▶ [Assigned task] Would you filter these records and copy every line that has the word "below"?

─── Input data ───

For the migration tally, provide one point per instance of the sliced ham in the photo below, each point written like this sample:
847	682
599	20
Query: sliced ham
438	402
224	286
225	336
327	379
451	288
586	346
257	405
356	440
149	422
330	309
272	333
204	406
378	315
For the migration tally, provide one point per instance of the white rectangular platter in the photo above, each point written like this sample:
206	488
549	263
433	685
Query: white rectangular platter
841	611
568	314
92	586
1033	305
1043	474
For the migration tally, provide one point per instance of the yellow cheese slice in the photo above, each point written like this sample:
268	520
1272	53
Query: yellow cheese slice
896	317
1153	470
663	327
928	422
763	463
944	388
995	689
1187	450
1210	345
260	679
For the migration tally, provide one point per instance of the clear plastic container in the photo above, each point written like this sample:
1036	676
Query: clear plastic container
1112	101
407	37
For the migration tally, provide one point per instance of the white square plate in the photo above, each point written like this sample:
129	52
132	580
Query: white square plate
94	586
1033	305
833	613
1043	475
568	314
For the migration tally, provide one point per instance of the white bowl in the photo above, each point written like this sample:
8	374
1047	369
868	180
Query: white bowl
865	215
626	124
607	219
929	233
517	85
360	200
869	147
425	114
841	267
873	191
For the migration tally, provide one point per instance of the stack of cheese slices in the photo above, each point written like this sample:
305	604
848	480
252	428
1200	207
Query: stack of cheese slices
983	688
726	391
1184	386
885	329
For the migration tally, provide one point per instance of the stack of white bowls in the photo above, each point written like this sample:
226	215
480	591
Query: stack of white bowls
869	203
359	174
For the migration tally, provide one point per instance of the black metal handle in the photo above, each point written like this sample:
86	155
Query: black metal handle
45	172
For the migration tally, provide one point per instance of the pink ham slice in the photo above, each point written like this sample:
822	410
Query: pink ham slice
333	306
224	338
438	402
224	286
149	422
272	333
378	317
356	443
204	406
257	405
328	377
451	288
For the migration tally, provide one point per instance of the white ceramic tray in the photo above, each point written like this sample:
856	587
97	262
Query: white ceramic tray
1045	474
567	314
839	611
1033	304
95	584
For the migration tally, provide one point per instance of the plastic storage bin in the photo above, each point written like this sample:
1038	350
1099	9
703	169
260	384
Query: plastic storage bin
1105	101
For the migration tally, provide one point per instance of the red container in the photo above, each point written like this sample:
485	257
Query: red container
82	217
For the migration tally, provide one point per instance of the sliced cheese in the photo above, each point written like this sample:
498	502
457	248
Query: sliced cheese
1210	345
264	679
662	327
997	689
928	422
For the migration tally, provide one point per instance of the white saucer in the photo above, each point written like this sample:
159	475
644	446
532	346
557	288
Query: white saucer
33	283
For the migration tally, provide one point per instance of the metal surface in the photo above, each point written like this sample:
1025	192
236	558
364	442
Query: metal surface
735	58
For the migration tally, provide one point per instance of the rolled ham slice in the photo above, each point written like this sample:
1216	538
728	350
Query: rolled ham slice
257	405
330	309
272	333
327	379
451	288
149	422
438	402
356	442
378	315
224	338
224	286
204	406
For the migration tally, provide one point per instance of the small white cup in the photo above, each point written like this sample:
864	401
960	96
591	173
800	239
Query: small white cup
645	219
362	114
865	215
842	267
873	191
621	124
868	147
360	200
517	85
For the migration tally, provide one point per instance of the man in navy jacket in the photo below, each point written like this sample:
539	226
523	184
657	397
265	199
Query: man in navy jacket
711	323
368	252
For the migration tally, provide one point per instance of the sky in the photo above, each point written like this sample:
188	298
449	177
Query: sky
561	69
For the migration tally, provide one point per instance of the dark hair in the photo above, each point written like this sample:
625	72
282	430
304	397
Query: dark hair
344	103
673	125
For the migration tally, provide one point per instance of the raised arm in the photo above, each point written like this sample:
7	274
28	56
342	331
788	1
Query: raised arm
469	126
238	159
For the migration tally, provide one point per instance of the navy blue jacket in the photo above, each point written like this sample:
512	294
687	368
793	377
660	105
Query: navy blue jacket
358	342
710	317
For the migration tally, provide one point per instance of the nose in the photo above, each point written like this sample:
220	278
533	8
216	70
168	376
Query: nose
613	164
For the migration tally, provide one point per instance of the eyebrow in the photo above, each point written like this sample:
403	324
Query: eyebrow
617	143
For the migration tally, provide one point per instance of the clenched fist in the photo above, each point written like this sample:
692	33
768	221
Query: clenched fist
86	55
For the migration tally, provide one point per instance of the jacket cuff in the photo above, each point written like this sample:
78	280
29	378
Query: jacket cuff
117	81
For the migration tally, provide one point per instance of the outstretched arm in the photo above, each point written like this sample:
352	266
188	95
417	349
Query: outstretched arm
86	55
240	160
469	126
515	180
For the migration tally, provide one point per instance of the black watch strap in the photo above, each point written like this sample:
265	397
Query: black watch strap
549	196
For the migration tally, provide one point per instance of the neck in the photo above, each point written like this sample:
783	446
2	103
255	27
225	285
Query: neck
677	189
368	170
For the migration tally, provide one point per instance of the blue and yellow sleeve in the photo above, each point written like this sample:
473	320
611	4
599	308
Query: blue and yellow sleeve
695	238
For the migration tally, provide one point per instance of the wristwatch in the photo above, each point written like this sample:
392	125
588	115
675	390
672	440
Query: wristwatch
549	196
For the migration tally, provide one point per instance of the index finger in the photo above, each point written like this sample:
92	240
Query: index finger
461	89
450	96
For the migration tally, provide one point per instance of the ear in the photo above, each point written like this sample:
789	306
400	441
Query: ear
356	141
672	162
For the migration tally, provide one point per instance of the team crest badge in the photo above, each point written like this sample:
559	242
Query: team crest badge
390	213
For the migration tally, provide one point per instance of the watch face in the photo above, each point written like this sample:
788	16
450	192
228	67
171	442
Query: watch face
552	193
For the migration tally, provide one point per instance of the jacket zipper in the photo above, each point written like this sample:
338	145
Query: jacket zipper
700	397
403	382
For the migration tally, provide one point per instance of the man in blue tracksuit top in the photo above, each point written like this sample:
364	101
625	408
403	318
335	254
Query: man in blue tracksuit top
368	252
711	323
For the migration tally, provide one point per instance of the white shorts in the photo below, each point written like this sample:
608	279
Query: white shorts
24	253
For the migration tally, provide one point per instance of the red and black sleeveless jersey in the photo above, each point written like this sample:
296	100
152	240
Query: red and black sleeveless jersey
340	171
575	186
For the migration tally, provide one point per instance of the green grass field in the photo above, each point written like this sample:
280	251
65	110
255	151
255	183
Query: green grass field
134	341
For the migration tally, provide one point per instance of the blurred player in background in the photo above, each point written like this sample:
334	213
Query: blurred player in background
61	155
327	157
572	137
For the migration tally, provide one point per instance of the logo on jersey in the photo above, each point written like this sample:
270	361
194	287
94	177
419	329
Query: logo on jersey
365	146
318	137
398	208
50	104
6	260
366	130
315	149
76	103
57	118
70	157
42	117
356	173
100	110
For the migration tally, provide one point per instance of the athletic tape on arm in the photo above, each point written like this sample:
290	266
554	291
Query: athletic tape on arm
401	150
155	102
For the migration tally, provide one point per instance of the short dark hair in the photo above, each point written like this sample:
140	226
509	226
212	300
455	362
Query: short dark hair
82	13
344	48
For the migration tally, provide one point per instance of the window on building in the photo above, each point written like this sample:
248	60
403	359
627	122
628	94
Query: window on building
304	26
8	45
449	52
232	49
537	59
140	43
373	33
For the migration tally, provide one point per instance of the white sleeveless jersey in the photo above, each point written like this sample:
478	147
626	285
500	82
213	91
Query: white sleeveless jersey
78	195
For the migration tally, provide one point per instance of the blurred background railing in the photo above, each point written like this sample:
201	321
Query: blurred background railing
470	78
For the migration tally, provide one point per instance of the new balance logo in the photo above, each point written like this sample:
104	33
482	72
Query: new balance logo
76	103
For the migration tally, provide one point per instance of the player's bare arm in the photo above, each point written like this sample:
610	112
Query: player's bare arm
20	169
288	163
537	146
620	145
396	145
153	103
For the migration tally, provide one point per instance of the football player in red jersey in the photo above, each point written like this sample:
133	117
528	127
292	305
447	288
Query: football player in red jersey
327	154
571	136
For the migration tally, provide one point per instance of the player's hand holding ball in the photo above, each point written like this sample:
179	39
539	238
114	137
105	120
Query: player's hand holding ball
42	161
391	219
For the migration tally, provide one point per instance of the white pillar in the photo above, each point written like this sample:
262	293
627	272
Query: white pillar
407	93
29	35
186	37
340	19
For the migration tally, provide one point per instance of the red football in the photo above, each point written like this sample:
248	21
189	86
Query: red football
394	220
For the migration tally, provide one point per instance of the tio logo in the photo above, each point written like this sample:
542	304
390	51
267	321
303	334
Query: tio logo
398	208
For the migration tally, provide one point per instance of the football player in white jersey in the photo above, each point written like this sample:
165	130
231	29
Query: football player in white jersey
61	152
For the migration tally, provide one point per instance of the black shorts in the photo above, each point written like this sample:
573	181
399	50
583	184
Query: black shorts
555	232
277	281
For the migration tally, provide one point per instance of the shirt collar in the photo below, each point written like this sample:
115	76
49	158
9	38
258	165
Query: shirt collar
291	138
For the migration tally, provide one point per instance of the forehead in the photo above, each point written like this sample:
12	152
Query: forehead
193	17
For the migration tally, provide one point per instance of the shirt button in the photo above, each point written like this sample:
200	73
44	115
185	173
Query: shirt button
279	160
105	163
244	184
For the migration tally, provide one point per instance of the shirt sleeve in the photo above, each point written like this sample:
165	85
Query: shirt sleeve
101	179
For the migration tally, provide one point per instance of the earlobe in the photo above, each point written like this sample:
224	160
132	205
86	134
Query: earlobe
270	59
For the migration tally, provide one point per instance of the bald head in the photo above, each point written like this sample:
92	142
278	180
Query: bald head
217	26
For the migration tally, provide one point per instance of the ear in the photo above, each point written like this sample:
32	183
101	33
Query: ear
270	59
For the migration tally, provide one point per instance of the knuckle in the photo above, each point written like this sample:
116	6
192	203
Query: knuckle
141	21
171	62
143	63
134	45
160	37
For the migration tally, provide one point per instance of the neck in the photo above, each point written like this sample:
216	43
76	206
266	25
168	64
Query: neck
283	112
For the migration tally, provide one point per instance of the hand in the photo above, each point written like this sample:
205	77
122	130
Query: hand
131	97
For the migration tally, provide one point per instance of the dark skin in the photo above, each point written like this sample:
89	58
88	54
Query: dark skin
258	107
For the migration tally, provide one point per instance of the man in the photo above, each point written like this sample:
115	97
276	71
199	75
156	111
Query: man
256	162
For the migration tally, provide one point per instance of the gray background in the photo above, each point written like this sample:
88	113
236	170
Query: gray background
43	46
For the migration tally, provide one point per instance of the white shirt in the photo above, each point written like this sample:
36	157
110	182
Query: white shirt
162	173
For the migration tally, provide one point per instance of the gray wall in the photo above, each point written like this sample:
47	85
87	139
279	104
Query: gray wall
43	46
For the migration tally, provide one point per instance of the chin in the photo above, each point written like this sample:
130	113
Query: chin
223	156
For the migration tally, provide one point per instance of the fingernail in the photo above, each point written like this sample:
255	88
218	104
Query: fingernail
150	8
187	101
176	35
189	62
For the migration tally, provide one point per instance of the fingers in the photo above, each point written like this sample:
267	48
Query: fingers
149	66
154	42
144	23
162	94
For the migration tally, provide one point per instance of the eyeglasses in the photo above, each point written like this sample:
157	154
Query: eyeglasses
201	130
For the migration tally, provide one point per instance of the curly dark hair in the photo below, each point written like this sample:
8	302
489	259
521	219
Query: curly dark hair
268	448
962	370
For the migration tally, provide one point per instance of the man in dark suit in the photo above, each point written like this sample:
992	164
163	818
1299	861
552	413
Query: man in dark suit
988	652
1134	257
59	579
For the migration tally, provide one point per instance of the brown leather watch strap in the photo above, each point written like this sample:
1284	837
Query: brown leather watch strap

───

▶ [Solution for this task]
For the migration tally, provide one point per instance of the sliced ham in the photo below, each point written like this sample:
For the migration tally, provide one point per instance of the man in navy jacket in the photo below, each point written like this sample:
For the migration tally, provide one point per instance of the white shorts in the photo below, each point written like this sample:
For the migration tally, provide one point per instance of the shirt collar in the photo below, each point written like this sample:
For the migration tally, provide one point per instance of the curly dark hair in the photo below, each point written like this sample:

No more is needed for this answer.